**TEXT FOR ANALYSIS:**
*** Begin section ***

U.S. Sen. Chris Dodd, D-Conn., issued a more conciliatory statement, saying, "I know there's a lot of frustration out there, both at Joe's position on the public option and at the way he's conveyed it. I share that frustration. But I also know that we have a job to do right now: Pass health care reform that offers people more choices, brings down costs, provides better care and, in the end, saves lives. We're on track to deliver that bill, and I am going to keep working towards that goal."

The meeting followed an intense two days in which Democrats struggled - apparently successfully - to keep the legislation moving forward despite a flare-up over a proposal to expand Medicare to uninsured men and women as young as 55.

Lieberman announced on Sunday that he opposed the proposal, and he threatened to join Republicans in voting against the overall measure if it stayed in the bill.

*** End section ***

**PROBLEM REQUIREMENTS:**
Resume the health care bill report from its final sentence, writing in the same news style. The items are separate material and have no connection to the health care bill report.

**PROVIDED MATERIAL:**
*** Begin section ***

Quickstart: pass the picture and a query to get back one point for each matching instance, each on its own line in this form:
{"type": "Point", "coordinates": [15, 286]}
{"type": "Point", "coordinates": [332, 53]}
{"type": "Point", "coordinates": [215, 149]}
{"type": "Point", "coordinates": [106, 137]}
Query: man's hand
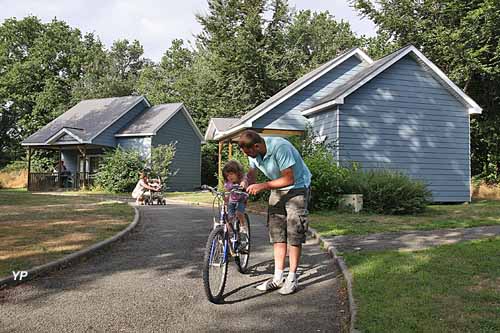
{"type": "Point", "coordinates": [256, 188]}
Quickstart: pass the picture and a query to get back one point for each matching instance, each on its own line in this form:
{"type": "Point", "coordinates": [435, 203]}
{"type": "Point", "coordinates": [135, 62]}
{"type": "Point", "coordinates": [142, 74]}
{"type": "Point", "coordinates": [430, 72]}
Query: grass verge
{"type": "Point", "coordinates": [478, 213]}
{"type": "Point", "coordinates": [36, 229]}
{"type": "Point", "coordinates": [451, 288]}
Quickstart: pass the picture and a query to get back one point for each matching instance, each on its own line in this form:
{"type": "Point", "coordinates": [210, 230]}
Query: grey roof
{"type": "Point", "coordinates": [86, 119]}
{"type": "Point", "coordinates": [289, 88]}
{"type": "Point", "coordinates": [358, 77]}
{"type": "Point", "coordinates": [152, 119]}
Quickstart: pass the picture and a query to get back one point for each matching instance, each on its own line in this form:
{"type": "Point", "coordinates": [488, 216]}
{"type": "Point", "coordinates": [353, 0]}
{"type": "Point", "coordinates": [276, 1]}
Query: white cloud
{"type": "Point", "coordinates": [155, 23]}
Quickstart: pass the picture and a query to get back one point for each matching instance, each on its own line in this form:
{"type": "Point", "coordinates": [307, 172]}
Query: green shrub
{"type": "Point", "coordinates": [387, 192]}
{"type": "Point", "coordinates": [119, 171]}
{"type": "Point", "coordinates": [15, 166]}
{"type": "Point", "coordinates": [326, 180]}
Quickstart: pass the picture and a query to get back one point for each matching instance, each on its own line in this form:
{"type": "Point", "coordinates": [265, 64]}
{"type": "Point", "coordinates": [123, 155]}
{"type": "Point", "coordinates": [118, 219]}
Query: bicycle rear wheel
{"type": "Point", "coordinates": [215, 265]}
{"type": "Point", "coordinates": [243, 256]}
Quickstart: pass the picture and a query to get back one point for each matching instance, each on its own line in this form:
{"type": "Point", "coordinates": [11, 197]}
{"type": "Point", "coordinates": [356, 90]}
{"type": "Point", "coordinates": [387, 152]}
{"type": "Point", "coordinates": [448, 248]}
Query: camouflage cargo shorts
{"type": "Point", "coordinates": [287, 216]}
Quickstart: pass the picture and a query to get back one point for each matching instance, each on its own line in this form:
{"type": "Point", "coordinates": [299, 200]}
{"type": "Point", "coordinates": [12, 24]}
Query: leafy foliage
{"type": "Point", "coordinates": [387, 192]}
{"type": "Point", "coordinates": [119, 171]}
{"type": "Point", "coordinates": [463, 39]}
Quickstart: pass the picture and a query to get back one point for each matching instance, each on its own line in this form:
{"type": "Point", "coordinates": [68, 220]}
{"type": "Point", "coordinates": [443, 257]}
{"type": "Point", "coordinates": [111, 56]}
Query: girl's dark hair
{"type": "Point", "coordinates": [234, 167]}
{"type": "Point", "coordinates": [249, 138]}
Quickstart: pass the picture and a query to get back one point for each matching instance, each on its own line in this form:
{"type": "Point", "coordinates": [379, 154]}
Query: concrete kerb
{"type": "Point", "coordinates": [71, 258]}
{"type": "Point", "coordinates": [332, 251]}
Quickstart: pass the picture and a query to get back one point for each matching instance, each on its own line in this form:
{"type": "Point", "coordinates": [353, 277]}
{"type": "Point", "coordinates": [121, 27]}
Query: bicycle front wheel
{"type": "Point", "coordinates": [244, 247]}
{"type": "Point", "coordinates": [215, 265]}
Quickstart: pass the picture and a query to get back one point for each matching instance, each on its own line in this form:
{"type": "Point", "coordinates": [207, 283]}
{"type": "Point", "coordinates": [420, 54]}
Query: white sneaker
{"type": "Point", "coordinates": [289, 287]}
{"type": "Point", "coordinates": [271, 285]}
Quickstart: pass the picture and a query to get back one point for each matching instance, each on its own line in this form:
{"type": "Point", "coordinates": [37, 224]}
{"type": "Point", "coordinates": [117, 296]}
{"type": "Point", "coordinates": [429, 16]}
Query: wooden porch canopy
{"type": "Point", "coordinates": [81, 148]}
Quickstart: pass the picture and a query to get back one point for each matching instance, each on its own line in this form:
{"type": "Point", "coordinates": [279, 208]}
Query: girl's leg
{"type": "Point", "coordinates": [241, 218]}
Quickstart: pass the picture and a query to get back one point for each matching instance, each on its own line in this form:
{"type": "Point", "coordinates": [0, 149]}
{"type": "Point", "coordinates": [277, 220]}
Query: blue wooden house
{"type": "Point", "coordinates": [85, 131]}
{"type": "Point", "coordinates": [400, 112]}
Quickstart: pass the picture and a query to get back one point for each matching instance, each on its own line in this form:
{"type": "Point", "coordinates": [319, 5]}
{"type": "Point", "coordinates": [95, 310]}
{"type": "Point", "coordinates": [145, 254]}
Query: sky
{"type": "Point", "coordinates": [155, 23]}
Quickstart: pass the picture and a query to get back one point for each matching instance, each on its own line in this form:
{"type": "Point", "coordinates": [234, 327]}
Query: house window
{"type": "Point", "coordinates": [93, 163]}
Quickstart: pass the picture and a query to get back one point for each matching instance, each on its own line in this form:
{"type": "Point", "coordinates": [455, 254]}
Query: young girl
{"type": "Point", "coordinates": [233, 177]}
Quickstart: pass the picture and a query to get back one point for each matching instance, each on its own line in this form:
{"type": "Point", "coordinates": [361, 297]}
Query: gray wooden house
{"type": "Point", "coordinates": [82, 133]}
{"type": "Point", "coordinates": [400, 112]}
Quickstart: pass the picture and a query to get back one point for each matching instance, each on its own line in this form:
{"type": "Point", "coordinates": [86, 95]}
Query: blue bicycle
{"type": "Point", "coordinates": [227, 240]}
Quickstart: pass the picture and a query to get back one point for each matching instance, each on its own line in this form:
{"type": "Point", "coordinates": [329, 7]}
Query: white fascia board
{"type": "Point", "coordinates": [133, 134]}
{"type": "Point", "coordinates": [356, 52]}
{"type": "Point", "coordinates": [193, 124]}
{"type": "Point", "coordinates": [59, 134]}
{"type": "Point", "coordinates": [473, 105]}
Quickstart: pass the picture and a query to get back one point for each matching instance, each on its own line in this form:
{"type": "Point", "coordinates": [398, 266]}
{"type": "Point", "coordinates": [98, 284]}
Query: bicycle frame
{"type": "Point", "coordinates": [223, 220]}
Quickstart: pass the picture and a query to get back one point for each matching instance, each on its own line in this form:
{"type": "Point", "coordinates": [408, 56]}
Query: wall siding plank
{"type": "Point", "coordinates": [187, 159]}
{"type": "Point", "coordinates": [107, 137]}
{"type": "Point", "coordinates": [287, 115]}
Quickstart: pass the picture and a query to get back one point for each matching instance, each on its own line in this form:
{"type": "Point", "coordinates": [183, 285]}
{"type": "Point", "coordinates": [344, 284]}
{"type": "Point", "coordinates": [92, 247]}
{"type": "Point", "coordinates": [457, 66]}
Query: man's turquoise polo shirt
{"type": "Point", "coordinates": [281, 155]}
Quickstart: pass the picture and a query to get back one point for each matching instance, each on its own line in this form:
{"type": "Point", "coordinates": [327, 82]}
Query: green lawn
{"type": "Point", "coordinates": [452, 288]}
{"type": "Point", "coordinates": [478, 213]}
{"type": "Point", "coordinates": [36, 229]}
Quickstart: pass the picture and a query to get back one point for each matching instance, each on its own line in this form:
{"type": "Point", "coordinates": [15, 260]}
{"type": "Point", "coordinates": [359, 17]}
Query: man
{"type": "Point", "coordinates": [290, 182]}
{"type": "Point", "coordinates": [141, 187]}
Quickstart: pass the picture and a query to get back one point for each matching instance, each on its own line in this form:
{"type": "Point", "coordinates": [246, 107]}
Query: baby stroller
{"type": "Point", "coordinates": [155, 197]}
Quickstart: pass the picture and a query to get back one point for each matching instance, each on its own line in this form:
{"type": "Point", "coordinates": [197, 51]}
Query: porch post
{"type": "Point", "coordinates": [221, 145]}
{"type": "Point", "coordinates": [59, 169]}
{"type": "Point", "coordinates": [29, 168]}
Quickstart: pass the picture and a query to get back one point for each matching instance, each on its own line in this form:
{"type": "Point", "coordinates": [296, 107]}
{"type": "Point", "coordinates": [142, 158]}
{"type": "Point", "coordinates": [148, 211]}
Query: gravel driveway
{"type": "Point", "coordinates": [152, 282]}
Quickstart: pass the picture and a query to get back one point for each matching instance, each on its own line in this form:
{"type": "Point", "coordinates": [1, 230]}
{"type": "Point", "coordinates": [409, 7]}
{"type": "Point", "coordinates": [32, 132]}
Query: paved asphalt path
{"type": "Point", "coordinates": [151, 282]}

*** End section ***
*** Begin section ***

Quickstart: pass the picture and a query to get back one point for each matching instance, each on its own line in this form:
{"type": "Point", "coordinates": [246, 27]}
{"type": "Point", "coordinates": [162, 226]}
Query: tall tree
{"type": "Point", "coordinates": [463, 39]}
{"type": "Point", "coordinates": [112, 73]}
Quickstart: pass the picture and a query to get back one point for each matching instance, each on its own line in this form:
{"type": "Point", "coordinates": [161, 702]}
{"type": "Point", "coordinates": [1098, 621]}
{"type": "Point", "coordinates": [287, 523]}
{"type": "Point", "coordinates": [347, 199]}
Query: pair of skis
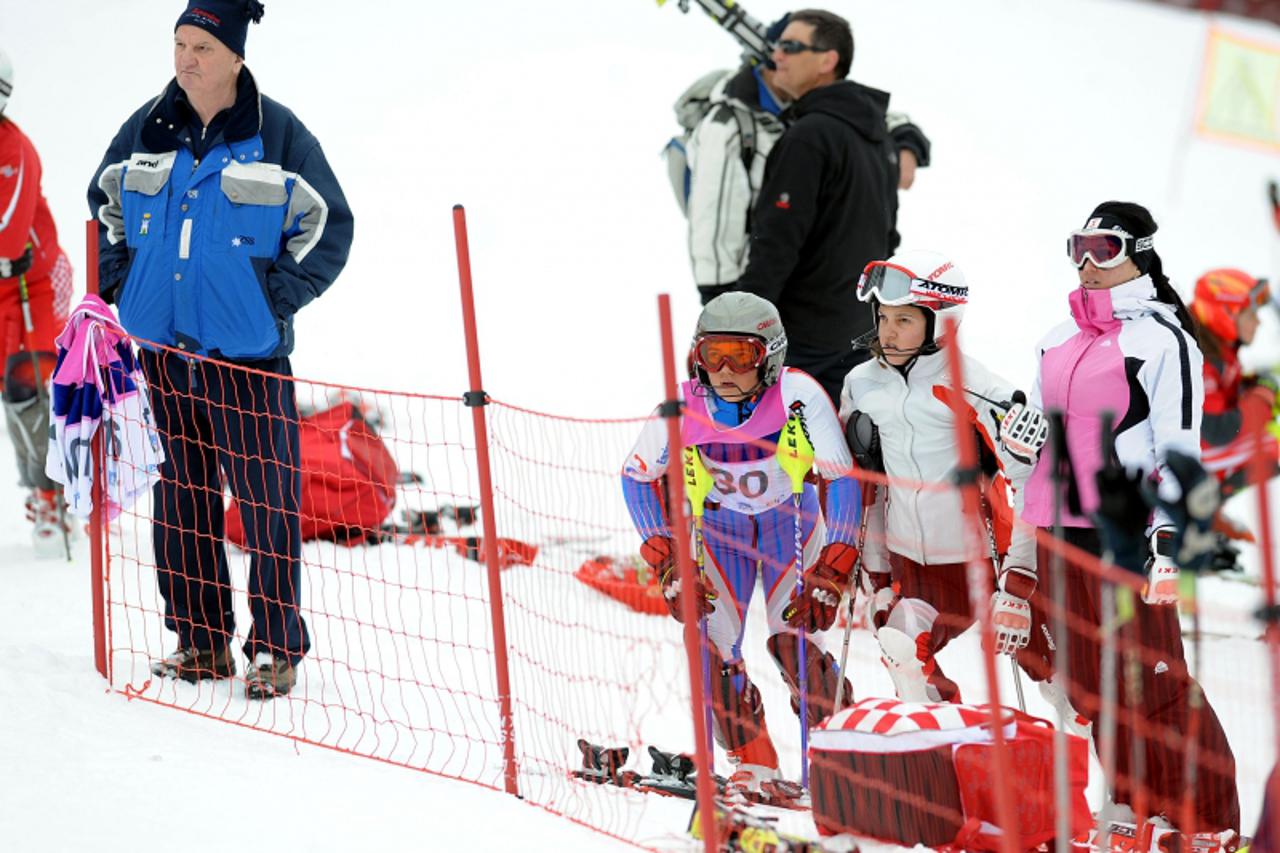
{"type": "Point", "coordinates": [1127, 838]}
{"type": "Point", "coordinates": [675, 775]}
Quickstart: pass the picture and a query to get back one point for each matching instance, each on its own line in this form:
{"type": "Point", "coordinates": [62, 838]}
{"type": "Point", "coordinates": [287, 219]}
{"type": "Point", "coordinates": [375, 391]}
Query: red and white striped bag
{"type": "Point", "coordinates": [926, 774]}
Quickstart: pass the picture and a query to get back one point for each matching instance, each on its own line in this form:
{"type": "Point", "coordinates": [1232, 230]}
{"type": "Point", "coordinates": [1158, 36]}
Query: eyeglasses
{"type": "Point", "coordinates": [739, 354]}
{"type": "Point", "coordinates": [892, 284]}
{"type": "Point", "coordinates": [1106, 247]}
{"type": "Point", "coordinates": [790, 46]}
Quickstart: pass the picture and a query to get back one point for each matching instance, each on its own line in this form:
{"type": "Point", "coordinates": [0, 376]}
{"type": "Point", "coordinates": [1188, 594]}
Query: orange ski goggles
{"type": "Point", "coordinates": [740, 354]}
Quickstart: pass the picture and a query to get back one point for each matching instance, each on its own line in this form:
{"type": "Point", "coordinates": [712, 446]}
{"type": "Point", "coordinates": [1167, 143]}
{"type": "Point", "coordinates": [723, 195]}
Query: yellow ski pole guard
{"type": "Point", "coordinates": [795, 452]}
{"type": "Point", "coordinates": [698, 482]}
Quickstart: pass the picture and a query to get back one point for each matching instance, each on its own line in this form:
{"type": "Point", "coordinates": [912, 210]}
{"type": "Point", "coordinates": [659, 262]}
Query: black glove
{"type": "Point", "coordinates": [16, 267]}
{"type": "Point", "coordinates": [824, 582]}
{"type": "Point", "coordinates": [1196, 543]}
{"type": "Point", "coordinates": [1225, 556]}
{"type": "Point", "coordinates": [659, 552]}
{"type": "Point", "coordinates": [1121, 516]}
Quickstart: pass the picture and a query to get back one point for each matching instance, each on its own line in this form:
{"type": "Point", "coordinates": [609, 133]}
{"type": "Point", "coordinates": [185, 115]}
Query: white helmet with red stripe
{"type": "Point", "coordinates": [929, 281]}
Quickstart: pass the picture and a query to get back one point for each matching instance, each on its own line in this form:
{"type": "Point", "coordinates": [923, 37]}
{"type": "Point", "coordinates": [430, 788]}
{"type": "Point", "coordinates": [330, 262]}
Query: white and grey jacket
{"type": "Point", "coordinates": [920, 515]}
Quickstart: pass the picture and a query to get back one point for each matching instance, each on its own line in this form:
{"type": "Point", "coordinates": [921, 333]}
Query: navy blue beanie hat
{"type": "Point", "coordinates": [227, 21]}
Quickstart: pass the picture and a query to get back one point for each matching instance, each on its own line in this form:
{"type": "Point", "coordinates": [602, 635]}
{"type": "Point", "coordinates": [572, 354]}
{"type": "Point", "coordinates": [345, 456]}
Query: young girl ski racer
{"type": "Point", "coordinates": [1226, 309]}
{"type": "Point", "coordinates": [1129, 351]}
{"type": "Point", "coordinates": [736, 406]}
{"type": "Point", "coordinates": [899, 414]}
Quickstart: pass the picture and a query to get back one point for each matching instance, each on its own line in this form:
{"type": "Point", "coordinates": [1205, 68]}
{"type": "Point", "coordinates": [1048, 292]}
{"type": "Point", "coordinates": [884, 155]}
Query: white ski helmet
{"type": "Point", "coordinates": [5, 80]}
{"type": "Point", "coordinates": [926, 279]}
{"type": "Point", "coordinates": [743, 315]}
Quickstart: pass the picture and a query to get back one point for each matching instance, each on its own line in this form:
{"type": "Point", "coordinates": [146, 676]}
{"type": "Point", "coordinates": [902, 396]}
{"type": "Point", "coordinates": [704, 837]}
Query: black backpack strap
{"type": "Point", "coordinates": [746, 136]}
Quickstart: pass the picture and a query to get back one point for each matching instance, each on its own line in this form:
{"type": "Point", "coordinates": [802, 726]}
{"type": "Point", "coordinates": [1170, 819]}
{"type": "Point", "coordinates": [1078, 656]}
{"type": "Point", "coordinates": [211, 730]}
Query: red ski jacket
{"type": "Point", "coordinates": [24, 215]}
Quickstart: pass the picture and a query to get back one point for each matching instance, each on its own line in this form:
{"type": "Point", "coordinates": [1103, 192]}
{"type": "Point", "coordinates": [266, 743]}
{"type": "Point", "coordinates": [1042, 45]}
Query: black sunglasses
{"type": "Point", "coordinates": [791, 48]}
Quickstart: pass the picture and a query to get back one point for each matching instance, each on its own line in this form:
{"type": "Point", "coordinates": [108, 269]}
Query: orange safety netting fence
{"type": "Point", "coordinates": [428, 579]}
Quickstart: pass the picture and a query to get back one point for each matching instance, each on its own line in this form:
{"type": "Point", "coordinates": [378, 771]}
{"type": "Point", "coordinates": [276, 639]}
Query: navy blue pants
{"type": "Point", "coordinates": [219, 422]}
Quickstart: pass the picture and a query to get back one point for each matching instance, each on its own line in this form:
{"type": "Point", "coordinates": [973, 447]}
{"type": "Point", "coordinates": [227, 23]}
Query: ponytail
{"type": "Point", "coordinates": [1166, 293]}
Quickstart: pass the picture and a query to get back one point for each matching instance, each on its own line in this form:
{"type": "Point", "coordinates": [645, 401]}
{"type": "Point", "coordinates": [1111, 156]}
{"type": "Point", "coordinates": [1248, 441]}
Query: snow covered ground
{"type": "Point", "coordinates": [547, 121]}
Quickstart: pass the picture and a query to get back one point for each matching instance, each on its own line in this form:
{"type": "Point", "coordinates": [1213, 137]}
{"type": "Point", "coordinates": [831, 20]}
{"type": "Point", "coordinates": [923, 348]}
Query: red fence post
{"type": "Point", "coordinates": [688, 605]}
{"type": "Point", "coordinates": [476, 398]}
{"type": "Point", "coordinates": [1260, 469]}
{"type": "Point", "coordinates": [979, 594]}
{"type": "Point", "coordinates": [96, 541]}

*** End section ***

**RESPONSE AREA:**
Democrats are now ready to jettison the Medicare change, and Lieberman told reporters that, assuming they do - and that any government plan or Medicare expansion stays out of the bill - "then I'm going to be in a position where I can say what I've wanted to say all along: that I'm ready to vote for health care reform."

That left U.S. Sen. Ben Nelson, D-Neb., the only known potential holdout among the 60 senators who are members of the party's caucus. Nelson has been seeking changes to increase restrictions on abortion coverage in the new insurance marketplace the bill would establish.

Democrats need 60 votes to overcome a threatened Republican filibuster.

Reformers' anger at Lieberman

DeLauro, whose district includes New Haven and some surrounding towns, angrily broke an uneasy peace among Connecticut's all-Democratic delegation to the Congress in an interview with POLITICO, the Washington-based political news outlet.

"No individual should hold health care hostage, including Joe Lieberman, and I'll say it flat out, I think he ought to be recalled," POLITICO quoted DeLauro as saying Tuesday.

Connecticut law has no provision for recall of state officials - though the concept has been considered in recent years after a spate of state and municipal corruption scandals - and rules on expulsion from branches of Congress are controlled by the House and Senate themselves.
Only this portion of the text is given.